Photo labels with boxes:
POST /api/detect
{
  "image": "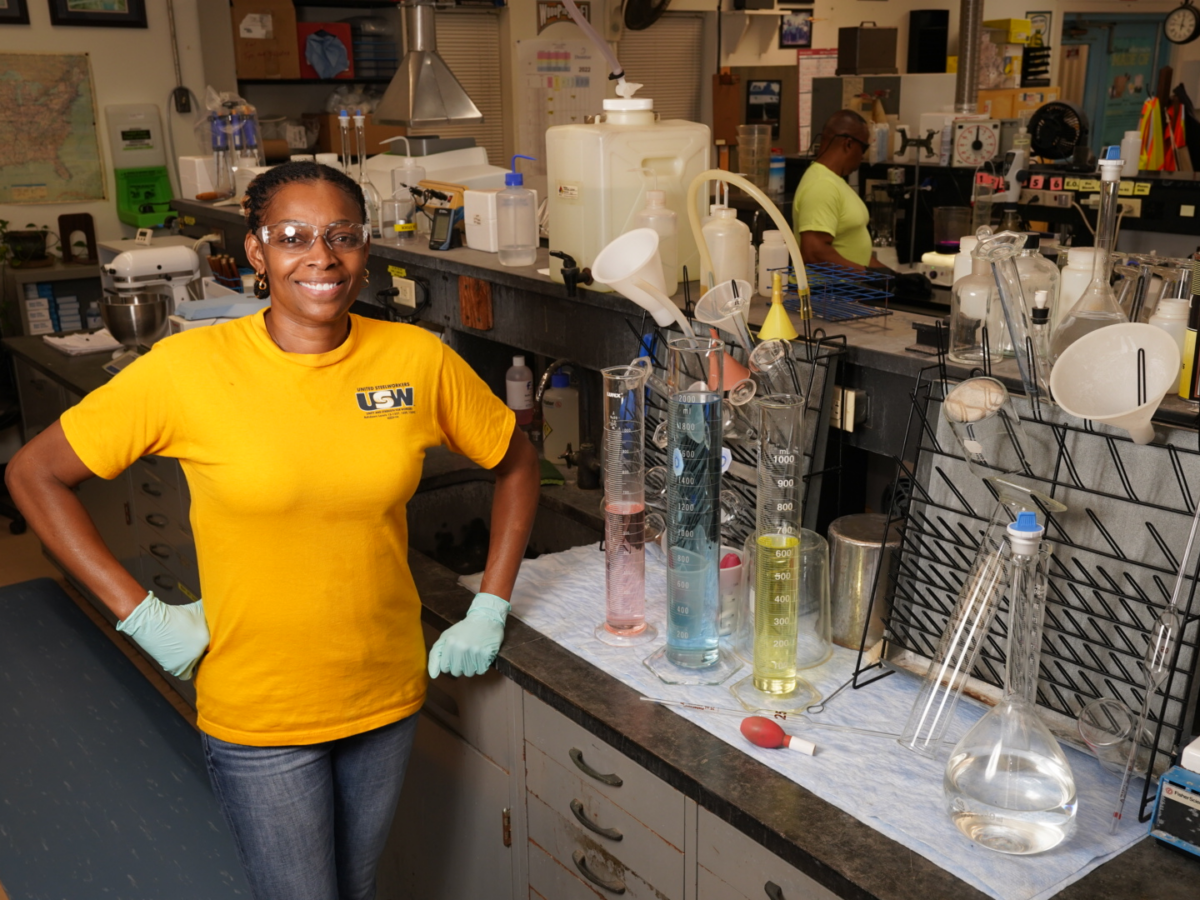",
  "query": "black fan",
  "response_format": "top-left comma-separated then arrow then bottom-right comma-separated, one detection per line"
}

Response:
625,0 -> 671,31
1030,101 -> 1096,172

### PROBLEM DETAILS
State how many lines of the data above contain the string "separated". Reply with the number alone.

### ANSWER TO THIS TASK
1